PERMINTAAN 1 ▸ Salin seluruh teks tentang layanan BPJS di rumah sakit swasta persis tanpa mengubah satu karakter pun.
PERMINTAAN 2 ▸ Sajikan sebagai tabel Markdown dengan kolom "Nomor" dan "Isi Baris" bagian dari daftar baris di bawah, mulai dari baris yang memuat "Find the large" sampai baris terakhir daftar itu, kedua ujungnya termasuk. Lewati baris yang kosong.

PETIKAN TEKS ▸

-.-.-

BPJS dan Rumah Sakit Swasta Benarkah Layanan Tak Sama

BPJS dan Rumah Sakit Swasta Benarkah Layanan Tak Sama--screnshoot dari web
KORANRM.ID - Di tengah upaya pemerintah memperluas jangkauan layanan kesehatan melalui program Jaminan Kesehatan Nasional (JKN) yang dikelola oleh BPJS Kesehatan, muncul perdebatan mengenai kualitas dan kesetaraan layanan yang diberikan rumah sakit swasta kepada peserta BPJS. Banyak keluhan beredar di masyarakat bahwa peserta BPJS sering mendapat perlakuan berbeda dibanding pasien umum atau pasien asuransi swasta, khususnya di rumah sakit swasta. Pertanyaannya: apakah benar layanan untuk peserta BPJS di rumah sakit swasta tidak sama? Ataukah persoalan ini lebih kompleks dari sekadar anggapan diskriminasi layanan?

-.-.-

Baris-baris yang dikutip dari sebuah kumpulan:
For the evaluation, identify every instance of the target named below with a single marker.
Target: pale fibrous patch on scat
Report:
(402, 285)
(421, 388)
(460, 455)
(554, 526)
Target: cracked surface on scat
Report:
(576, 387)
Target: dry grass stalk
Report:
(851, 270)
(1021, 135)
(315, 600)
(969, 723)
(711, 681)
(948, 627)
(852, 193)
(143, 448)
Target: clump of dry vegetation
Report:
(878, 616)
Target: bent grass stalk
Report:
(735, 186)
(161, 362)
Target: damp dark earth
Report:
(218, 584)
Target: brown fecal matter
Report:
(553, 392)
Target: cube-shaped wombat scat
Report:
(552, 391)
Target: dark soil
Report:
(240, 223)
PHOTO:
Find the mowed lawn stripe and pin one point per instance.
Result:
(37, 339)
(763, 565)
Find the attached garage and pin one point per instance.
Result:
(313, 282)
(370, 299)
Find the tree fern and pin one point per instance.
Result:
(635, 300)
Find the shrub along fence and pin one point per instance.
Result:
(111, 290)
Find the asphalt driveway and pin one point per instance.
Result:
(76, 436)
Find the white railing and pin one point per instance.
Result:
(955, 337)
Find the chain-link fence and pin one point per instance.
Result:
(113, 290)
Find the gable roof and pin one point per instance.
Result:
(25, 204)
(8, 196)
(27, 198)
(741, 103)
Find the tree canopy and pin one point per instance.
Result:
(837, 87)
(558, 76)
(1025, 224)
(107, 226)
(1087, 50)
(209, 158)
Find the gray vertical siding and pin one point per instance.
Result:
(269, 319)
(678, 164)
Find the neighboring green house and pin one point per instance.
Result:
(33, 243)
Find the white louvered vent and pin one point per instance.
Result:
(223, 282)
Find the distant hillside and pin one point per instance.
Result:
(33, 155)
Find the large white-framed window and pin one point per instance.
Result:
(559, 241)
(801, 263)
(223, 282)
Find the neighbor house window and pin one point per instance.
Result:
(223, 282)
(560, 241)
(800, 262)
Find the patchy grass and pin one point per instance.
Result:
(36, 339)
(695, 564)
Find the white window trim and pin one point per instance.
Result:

-.-.-

KELUARAN YANG BENAR 1 ▸
BPJS dan Rumah Sakit Swasta Benarkah Layanan Tak Sama

BPJS dan Rumah Sakit Swasta Benarkah Layanan Tak Sama--screnshoot dari web
KORANRM.ID - Di tengah upaya pemerintah memperluas jangkauan layanan kesehatan melalui program Jaminan Kesehatan Nasional (JKN) yang dikelola oleh BPJS Kesehatan, muncul perdebatan mengenai kualitas dan kesetaraan layanan yang diberikan rumah sakit swasta kepada peserta BPJS. Banyak keluhan beredar di masyarakat bahwa peserta BPJS sering mendapat perlakuan berbeda dibanding pasien umum atau pasien asuransi swasta, khususnya di rumah sakit swasta. Pertanyaannya: apakah benar layanan untuk peserta BPJS di rumah sakit swasta tidak sama? Ataukah persoalan ini lebih kompleks dari sekadar anggapan diskriminasi layanan?

KELUARAN YANG BENAR 2 ▸
| Nomor | Isi Baris |
|---|---|
| 1 | Find the large white-framed window and pin one point per instance. |
| 2 | Result: |
| 3 | (559, 241) |
| 4 | (801, 263) |
| 5 | (223, 282) |
| 6 | Find the neighbor house window and pin one point per instance. |
| 7 | Result: |
| 8 | (223, 282) |
| 9 | (560, 241) |
| 10 | (800, 262) |
| 11 | Find the patchy grass and pin one point per instance. |
| 12 | Result: |
| 13 | (36, 339) |
| 14 | (695, 564) |
| 15 | Find the white window trim and pin one point per instance. |
| 16 | Result: |